**What the task requires**
From the data that follows, print exactly the lines starting at the one containing "Target: shadow on grass" and ending at the one containing "Target: ground cover plant bed"; include both of them and nothing more.

[Point-per-instance localization data]
━━━━━━━━━━━━━━━━━━━━

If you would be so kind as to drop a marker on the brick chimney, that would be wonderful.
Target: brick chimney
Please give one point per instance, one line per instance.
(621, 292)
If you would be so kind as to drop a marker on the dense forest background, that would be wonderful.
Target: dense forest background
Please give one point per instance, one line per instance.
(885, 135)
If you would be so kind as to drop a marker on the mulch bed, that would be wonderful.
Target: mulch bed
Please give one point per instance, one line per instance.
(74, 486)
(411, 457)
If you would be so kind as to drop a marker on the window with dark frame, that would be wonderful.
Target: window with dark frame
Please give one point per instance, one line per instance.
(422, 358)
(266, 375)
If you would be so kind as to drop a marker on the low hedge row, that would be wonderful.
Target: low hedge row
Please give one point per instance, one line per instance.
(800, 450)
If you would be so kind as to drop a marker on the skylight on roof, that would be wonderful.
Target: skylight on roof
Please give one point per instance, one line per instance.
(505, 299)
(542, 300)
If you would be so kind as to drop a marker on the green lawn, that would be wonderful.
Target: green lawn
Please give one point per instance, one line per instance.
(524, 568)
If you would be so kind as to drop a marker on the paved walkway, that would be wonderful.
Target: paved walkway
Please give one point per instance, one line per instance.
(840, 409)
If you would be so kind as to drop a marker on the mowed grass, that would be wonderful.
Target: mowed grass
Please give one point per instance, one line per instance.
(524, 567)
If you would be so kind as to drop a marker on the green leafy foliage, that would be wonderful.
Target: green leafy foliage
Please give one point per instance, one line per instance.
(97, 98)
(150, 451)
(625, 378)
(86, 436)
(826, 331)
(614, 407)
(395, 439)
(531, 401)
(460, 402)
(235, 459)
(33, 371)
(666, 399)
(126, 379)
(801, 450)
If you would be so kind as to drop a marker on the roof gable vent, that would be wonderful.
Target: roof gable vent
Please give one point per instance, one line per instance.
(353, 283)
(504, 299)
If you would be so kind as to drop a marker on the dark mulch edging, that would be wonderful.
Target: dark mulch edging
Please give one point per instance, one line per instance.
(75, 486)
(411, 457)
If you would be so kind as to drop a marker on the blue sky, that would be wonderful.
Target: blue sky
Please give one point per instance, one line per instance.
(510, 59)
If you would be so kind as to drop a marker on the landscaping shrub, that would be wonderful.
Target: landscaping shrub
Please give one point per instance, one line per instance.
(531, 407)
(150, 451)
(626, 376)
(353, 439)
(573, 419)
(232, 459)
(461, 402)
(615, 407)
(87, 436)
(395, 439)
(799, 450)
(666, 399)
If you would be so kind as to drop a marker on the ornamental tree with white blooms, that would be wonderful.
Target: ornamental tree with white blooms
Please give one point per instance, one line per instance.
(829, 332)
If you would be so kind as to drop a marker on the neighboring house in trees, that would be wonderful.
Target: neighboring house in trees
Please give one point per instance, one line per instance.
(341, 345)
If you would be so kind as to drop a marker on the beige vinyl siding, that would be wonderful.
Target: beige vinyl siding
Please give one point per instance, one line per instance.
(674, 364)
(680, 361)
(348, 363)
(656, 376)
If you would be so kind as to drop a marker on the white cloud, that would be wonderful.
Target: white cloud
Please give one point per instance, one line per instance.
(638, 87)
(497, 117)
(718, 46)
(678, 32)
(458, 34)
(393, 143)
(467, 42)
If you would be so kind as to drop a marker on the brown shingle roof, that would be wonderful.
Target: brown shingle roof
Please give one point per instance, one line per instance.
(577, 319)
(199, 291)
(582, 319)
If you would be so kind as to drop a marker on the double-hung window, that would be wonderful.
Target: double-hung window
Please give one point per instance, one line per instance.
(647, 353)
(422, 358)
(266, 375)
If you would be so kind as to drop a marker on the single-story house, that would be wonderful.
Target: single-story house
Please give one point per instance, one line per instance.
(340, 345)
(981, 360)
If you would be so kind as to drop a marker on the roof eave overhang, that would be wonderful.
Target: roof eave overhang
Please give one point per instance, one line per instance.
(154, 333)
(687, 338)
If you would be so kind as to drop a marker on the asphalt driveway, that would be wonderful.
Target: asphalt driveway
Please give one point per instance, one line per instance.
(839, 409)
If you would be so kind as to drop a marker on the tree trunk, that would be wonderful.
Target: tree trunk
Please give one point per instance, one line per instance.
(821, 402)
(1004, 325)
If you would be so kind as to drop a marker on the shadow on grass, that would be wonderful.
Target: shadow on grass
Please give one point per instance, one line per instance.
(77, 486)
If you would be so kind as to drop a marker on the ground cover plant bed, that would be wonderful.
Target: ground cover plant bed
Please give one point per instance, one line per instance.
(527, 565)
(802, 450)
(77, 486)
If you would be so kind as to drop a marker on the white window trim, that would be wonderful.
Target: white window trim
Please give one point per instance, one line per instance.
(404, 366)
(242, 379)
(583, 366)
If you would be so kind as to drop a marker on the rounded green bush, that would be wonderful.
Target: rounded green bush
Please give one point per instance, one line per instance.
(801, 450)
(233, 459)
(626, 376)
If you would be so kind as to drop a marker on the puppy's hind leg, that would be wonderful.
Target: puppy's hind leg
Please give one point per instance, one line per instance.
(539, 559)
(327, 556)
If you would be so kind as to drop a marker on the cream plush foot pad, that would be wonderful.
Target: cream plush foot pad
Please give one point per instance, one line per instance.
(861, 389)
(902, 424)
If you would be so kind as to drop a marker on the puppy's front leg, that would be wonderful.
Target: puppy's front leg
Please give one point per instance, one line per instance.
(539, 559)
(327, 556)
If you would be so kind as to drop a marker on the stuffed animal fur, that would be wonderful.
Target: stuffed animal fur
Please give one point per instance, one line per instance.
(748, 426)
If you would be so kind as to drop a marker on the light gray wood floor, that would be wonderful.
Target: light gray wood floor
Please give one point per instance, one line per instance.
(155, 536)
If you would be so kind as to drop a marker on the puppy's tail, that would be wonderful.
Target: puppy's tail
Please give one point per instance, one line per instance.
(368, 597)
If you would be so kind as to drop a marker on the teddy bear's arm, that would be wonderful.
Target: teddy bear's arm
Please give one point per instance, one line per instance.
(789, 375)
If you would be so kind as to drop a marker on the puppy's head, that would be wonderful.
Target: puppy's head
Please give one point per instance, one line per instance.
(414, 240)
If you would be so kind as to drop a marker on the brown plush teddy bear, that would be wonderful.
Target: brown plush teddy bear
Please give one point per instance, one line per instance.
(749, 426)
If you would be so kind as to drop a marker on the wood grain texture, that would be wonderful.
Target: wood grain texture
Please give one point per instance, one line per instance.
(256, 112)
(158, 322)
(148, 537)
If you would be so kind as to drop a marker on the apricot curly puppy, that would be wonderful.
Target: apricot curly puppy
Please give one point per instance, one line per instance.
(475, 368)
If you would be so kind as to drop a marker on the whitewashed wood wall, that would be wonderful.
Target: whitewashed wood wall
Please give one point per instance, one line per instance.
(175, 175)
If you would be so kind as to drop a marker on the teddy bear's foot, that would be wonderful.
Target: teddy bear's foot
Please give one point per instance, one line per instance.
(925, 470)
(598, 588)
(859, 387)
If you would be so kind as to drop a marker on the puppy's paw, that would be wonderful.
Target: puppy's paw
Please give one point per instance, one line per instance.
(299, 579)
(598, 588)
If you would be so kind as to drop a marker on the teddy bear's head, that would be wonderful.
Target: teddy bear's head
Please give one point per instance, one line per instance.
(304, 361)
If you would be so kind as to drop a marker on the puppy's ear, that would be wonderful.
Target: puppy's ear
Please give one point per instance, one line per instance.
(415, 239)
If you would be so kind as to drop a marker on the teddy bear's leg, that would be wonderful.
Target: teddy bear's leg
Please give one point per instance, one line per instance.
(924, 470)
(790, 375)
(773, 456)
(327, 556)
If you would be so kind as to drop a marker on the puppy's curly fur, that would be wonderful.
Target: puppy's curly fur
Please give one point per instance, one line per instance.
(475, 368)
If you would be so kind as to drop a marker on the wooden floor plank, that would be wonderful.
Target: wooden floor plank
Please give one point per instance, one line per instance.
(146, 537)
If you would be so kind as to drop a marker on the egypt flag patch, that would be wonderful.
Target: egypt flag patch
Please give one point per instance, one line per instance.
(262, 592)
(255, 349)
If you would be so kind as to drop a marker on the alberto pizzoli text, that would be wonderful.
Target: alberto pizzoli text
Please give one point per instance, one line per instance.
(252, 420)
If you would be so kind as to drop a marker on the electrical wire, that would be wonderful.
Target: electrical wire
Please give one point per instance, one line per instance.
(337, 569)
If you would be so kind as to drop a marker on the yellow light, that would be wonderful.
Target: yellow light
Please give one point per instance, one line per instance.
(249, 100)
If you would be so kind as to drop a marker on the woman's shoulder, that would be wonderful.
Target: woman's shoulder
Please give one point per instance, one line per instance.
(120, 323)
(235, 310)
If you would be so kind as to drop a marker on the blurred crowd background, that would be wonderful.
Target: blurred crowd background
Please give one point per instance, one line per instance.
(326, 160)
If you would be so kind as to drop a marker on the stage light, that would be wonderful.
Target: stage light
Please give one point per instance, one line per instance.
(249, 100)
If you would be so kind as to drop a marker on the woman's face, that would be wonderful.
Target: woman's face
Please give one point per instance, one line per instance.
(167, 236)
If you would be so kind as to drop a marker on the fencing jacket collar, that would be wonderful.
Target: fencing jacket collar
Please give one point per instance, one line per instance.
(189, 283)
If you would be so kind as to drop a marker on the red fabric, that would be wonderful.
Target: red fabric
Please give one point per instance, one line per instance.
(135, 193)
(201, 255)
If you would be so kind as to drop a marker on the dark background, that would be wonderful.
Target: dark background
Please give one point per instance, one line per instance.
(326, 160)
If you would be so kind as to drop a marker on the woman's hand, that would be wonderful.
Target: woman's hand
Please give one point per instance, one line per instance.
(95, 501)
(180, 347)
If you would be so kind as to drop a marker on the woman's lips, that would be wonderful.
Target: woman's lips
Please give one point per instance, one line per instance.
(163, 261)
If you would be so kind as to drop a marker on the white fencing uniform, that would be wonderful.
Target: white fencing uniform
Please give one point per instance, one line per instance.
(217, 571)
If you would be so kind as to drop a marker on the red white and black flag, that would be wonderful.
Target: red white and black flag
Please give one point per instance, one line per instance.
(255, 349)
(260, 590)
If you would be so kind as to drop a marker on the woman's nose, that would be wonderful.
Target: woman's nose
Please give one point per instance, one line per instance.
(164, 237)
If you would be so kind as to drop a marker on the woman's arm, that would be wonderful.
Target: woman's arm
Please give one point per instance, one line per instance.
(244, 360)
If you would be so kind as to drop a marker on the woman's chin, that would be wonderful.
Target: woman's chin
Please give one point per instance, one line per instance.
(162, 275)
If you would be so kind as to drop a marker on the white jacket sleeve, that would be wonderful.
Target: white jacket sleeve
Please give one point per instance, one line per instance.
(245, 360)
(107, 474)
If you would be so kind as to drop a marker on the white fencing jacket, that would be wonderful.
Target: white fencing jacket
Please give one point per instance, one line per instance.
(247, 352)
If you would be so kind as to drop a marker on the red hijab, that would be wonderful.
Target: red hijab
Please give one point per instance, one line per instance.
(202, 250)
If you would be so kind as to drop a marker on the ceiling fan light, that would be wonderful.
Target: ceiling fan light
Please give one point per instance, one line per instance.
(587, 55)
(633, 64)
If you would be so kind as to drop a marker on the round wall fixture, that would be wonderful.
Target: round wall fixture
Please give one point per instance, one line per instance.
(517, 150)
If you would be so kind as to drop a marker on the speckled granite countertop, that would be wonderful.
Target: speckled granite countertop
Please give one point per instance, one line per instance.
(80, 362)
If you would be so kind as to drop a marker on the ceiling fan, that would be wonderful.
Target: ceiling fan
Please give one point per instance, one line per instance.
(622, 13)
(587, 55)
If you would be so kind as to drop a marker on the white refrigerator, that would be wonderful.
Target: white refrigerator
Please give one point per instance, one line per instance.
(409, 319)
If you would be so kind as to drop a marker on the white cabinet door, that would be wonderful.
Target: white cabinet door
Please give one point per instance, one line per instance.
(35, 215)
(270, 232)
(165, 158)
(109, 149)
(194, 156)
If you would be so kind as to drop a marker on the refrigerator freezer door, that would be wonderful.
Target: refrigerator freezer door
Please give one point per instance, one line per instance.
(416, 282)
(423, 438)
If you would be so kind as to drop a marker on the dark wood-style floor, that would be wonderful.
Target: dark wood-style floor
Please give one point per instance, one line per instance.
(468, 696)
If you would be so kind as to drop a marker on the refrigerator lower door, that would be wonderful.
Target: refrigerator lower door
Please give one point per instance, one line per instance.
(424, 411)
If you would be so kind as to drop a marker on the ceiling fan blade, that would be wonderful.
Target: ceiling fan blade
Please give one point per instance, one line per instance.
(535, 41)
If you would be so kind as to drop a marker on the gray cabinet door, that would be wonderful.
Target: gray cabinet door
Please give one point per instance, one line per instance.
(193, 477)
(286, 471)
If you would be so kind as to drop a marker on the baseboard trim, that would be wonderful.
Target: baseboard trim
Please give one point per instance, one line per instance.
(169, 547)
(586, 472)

━━━━━━━━━━━━━━━━━━━━

**The answer**
Target: shadow on grass
Please give one point per instance, one line per instance.
(77, 486)
If you would be so kind as to drop a marker on the ground cover plant bed, that would be wonderful.
Target: ground cover plant bed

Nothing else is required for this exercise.